→ Your objective: Please set down the line that contains "Target: bridge railing" and every line below it through the last, exactly as written, with no other lines.
[Source information — start]
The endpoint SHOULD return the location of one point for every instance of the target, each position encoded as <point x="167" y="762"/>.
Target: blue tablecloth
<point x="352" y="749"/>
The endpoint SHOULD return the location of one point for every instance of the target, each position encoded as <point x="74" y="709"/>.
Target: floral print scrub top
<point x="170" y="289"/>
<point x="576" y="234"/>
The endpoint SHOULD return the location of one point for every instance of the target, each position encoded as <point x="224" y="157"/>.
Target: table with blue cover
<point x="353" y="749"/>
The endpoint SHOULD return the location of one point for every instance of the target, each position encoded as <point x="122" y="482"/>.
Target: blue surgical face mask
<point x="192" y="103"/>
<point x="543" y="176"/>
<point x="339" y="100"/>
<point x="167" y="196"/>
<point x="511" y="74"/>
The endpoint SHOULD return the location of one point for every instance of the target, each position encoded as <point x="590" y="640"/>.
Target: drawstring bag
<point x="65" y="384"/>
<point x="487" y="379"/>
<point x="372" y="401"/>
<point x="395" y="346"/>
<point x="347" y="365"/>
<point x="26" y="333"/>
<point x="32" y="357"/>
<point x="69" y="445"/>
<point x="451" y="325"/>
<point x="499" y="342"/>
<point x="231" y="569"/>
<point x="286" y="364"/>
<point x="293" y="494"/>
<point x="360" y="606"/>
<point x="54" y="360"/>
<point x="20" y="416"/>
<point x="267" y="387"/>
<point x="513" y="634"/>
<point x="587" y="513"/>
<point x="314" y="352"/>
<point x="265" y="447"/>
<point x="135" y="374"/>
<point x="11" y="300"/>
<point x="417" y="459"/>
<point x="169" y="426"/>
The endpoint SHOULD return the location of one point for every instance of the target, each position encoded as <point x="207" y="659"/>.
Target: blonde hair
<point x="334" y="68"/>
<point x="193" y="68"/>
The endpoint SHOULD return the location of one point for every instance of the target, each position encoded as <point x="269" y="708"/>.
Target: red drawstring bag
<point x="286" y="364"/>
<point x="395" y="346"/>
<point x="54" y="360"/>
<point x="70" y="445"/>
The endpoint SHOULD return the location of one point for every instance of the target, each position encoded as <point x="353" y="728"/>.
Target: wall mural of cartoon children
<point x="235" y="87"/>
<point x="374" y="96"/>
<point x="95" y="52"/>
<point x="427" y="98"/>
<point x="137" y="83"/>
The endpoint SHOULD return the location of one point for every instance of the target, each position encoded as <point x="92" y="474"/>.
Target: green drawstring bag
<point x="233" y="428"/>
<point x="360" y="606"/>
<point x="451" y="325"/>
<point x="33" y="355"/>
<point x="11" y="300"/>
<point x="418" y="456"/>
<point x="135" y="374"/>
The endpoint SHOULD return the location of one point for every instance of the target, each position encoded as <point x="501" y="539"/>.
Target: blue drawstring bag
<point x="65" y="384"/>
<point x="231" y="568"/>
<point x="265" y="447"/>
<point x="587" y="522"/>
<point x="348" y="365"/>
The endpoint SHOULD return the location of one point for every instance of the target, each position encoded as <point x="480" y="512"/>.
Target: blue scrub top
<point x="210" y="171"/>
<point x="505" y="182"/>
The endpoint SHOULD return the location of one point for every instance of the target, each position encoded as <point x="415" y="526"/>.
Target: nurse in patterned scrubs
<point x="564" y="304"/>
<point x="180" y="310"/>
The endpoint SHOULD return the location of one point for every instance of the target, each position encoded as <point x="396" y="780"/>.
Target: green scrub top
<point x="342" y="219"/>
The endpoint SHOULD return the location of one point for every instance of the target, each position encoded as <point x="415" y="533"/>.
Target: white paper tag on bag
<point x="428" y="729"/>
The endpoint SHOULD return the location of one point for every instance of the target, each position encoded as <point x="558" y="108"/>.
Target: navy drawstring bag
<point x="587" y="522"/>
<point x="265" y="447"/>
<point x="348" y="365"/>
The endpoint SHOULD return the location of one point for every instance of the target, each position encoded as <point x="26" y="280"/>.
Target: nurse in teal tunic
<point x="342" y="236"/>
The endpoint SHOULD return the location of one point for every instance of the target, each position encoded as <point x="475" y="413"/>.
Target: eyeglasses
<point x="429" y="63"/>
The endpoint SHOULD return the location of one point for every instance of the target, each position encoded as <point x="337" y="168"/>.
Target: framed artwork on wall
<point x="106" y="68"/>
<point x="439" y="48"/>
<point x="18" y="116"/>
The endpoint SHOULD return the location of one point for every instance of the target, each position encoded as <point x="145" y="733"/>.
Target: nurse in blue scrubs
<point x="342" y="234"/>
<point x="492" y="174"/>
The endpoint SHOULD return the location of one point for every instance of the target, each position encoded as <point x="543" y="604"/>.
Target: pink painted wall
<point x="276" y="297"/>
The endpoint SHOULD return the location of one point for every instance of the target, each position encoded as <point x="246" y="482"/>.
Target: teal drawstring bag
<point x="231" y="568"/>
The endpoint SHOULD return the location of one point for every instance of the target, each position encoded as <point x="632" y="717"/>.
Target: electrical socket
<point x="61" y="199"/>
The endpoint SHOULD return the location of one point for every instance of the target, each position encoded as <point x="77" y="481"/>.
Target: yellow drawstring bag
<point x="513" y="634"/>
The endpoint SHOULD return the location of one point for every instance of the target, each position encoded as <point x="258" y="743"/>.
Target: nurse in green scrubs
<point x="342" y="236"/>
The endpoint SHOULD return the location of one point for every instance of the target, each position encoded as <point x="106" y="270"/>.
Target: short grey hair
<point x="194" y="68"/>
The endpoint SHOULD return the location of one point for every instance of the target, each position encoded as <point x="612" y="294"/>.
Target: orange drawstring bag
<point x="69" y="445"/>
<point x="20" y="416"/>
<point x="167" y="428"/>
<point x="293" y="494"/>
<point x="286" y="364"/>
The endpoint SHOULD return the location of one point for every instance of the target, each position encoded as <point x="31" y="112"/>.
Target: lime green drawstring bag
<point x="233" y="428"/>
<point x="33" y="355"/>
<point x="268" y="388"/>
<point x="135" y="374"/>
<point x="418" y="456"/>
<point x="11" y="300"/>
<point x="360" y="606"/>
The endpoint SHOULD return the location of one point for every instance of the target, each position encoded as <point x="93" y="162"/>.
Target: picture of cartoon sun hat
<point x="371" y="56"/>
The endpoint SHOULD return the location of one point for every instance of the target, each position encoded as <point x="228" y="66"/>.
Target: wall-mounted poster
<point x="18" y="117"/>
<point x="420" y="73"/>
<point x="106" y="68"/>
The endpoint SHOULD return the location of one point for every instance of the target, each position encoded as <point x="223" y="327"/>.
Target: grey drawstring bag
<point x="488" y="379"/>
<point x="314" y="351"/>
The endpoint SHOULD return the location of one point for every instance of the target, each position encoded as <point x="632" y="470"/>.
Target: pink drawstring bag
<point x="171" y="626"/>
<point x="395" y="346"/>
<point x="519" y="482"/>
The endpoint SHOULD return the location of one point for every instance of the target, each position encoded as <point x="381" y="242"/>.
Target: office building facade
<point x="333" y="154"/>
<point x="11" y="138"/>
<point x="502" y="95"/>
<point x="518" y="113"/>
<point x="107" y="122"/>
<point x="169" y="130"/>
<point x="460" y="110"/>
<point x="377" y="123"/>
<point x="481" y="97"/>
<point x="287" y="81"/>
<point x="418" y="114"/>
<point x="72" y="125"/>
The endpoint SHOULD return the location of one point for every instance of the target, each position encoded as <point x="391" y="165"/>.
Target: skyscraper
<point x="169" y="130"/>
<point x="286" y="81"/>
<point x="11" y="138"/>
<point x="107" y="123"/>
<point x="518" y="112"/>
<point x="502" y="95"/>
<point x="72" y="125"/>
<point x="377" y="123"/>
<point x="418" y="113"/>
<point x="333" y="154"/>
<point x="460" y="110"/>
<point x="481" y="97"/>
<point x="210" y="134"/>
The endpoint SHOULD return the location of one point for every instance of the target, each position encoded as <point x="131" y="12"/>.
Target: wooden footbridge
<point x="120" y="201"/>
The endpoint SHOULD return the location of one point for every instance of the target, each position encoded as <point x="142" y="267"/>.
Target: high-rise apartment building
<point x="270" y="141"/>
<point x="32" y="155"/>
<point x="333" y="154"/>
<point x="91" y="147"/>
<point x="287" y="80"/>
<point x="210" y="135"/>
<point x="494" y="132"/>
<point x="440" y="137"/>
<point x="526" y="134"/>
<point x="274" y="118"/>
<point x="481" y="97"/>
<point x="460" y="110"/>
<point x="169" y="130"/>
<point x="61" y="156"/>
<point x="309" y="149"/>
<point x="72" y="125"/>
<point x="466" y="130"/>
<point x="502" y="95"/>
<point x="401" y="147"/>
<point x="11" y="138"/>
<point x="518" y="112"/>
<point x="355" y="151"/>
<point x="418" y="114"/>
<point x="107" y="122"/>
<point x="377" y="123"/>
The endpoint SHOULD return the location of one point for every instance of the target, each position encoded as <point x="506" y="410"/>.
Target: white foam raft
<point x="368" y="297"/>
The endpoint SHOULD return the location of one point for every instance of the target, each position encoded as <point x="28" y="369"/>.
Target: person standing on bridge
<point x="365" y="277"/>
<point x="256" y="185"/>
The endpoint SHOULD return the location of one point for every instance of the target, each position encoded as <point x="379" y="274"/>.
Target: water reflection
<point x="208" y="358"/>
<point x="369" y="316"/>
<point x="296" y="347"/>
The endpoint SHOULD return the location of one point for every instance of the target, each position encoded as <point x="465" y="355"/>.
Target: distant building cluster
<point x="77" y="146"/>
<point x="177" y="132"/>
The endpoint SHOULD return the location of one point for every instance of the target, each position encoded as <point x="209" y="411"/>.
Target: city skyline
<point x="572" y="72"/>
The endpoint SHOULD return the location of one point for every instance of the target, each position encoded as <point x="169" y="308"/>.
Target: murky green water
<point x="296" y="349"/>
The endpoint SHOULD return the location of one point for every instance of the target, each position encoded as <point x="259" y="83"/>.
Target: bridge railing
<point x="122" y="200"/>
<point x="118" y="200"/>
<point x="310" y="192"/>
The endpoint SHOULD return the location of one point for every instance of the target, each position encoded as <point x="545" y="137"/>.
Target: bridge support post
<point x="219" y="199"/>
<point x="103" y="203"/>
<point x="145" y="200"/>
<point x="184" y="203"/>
[Source information — finish]
→ Worked solution:
Target: bridge railing
<point x="122" y="200"/>
<point x="118" y="200"/>
<point x="310" y="192"/>
The endpoint SHOULD return the location of one point for every instance of the target, each position encoded as <point x="545" y="137"/>.
Target: bridge support post
<point x="219" y="199"/>
<point x="103" y="203"/>
<point x="145" y="200"/>
<point x="184" y="203"/>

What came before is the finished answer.